* WHAT YOU ARE ASKED TO DO *
Reproduce the lines below, substituting "Place" for every occurrence of "Tag" and leaving all other text unchanged.

Point labeling lines:
------------------------------------------------------------------------

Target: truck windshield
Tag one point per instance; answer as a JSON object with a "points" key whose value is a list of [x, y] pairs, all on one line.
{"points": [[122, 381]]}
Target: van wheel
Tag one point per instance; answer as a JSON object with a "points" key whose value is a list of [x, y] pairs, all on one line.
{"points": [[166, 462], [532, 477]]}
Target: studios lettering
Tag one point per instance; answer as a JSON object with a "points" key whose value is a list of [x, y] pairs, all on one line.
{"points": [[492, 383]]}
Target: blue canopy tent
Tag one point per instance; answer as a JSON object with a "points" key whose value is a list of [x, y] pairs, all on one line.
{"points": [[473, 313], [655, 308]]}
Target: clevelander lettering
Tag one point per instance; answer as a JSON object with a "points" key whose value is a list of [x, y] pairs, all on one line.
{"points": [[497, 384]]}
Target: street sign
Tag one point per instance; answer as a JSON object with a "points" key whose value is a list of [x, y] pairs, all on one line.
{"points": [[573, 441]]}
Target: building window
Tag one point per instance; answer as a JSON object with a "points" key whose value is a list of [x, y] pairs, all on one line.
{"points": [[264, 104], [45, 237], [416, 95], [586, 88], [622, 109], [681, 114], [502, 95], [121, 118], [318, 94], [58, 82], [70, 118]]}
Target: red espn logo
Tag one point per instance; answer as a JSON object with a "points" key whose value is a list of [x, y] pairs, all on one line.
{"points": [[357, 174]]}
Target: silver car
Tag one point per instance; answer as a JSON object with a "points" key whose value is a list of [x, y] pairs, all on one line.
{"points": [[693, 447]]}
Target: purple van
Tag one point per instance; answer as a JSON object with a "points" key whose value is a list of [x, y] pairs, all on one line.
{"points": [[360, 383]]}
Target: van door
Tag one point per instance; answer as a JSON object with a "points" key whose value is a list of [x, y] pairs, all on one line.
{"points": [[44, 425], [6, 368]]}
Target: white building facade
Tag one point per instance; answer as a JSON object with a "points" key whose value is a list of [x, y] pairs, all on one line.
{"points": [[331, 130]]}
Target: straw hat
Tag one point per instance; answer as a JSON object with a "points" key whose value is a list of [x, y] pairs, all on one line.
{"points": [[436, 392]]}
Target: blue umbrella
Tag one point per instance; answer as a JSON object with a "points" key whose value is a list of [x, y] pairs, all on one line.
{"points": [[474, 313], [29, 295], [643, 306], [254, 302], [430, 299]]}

------------------------------------------------------------------------

* EXPECTED ANSWER *
Target: truck windshield
Place one point per instance; answer as a JSON object with a "points" key whose value is a list of [x, y] pairs, all on one line.
{"points": [[122, 381]]}
Target: van wheel
Place one point per instance; answer as a JSON object with a "points" key whose value is a list of [x, y] pairs, all on one line.
{"points": [[166, 462], [532, 477]]}
Target: studios lettering
Place one point per instance; answer as a JSON object with a "points" key whose value is a list of [x, y] pairs, all on one line.
{"points": [[492, 383]]}
Target: blue canopy tent
Place one point per instance; answer as a JSON object with a "points" key whose value is a list of [x, y] pairs, all on one line.
{"points": [[473, 313], [655, 308]]}
Target: clevelander lettering
Place one point per instance; answer as a JSON object with a "points" key whose value is a list of [x, y] pairs, all on one line.
{"points": [[497, 384]]}
Target: street sign
Place one point per instance; answer as a JSON object with a "points" key whose value is a list of [x, y] pairs, all on one line.
{"points": [[573, 441]]}
Target: building window
Place one point per instance; answer as a JSON object with a "points" key whose value is a list of [x, y] pairs, all on one line.
{"points": [[264, 104], [45, 237], [416, 95], [586, 88], [622, 109], [681, 114], [502, 95], [121, 118], [318, 94], [58, 82], [70, 118]]}
Target: red espn logo
Place one point per instance; answer as a JSON object with a "points" key whose value is a list of [x, y] pairs, all on one line.
{"points": [[357, 174]]}
Target: silver car
Place one point per instance; answer as a JSON object with a "points" key whose value is a list of [x, y] pairs, all on one line.
{"points": [[693, 447]]}
Target: purple van
Place one point per instance; answer as a JSON object with a "points" key whose value is a list of [x, y] pairs, all on one line.
{"points": [[360, 383]]}
Target: van door
Place one point per instance; answer as a JSON object with a "points" key whose value is a list of [x, y] pairs, all on one line.
{"points": [[44, 425], [6, 368]]}
Target: white building facade
Place one point per instance; answer as a JSON object with a "points" key whose value is a list of [x, y] pairs, all on one line.
{"points": [[331, 130]]}
Target: straw hat
Place one point per instance; answer as a JSON object with a "points" key whose value is a list of [x, y] pairs, all on one line.
{"points": [[436, 392]]}
Target: blue umbrella
Place one point per instance; answer as a JSON object with a "points" key whose value is a list of [x, y] pairs, all on one line.
{"points": [[474, 313], [29, 295], [643, 306], [254, 302], [430, 299]]}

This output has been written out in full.